▶ [Task details]:
Copy the passage about riding on cycling rollers word for word, between "silvery rolls of" and "bite the bullet.", inclusive.

4laps = 4 180's.  Probably in a pack.
For those of you not intimately acquainted with cycling equipment, rollers are metal cylinders, about a foot long, that are attached to rails.  When you ride a bike on top, the turning wheels spin the metal rolls so that you can ride in place, inside. Since the bike isn't attached to the rollers in any way, starting and stopping take some skill.  Just riding requires concentration.  If the bike tips, so do you.  Drift too far to either side, and you ride off of the metal roll and crash.  The whole process is an exercise in balance.
silvery rolls of death

Anyway, the end of February rolls around and I have not mustered the courage to hop on. As many of you know, I am not the world's most graceful person.  I hurt myself often enough to have stopped paying much attention to it.  From early on I've gravitated to sports that require strength and fitness, rather than coordination and skill.  I'm also the type of person who cherishes a sense of control.  To many people, hopping on rollers is not a giant deal.  But to me, the prospect of trying to balance on them was terrifying.  With races looming, it was time to bite the bullet.

▶ [Information shown]:
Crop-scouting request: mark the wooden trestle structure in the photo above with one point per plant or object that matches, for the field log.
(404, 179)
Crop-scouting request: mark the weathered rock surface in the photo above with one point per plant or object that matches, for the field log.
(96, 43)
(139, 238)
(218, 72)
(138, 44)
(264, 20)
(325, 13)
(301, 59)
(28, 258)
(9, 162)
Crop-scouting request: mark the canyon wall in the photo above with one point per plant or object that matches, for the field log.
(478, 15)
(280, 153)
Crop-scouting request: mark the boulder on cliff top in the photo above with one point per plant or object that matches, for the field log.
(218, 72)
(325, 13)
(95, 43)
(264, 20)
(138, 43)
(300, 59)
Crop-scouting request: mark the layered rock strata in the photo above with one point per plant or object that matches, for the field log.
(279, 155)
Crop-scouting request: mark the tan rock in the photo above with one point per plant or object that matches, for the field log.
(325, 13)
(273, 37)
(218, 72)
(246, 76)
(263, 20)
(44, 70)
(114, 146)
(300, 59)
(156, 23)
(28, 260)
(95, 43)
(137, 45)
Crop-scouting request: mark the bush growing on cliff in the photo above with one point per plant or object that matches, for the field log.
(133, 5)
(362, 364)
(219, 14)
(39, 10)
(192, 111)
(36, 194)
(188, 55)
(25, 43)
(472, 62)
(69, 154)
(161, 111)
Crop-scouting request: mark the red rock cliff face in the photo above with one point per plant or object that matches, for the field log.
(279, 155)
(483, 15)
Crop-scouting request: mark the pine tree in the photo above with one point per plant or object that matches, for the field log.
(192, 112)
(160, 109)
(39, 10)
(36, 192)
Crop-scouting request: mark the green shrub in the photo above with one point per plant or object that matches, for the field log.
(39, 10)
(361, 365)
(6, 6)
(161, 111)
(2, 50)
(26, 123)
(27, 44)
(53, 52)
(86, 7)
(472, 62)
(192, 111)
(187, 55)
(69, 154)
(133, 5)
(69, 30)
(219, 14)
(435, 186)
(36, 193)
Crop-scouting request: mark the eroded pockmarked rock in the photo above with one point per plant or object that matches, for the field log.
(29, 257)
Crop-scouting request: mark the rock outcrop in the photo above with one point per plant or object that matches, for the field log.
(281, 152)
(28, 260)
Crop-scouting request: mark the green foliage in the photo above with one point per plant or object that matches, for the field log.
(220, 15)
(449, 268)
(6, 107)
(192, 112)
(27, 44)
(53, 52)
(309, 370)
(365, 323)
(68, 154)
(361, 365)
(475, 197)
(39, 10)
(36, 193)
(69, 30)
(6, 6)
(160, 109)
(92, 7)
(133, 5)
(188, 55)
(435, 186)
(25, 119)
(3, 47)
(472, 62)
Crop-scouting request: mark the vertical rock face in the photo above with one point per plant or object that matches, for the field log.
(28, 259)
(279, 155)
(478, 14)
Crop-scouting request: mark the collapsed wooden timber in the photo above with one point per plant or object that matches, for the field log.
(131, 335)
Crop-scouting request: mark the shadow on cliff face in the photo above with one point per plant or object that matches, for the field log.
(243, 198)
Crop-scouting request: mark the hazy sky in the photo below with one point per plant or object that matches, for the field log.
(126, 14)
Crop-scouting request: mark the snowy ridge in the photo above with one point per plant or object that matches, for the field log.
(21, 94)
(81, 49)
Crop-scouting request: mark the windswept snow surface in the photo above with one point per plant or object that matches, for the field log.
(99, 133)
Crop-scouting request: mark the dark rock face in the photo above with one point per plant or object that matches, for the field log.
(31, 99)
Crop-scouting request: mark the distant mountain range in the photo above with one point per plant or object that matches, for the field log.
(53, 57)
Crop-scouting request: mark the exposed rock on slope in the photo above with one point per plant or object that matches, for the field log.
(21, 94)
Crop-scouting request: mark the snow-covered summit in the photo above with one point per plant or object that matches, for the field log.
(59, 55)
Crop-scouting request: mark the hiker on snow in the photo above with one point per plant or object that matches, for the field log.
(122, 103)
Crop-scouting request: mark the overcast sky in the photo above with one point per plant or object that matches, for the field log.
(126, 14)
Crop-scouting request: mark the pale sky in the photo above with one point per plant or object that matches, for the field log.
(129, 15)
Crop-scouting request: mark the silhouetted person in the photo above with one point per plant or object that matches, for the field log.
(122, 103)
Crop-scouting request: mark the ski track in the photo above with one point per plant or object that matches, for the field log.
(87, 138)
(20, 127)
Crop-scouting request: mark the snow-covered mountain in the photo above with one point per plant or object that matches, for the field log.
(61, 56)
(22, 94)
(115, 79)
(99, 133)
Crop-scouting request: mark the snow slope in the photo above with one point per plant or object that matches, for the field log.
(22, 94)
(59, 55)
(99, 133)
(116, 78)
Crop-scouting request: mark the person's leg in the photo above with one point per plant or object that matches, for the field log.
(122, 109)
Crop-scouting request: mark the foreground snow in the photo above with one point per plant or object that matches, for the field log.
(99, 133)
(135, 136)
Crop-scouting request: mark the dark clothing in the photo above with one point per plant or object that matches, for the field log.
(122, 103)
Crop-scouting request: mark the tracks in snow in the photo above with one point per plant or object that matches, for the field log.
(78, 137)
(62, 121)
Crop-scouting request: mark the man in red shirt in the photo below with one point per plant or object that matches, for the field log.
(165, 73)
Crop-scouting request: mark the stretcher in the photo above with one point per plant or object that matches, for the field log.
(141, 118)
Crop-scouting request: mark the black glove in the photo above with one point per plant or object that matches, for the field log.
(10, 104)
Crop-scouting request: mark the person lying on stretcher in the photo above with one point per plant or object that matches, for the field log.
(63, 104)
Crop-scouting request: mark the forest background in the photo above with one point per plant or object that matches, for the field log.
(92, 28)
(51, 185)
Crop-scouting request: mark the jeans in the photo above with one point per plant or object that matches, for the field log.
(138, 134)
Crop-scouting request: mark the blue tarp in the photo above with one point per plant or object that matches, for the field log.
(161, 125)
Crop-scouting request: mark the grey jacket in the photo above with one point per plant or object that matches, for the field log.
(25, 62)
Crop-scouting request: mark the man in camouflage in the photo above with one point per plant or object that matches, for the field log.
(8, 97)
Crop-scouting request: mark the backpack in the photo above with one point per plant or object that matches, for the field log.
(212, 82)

▶ [Exercise output]:
silvery rolls of death

Anyway, the end of February rolls around and I have not mustered the courage to hop on. As many of you know, I am not the world's most graceful person.  I hurt myself often enough to have stopped paying much attention to it.  From early on I've gravitated to sports that require strength and fitness, rather than coordination and skill.  I'm also the type of person who cherishes a sense of control.  To many people, hopping on rollers is not a giant deal.  But to me, the prospect of trying to balance on them was terrifying.  With races looming, it was time to bite the bullet.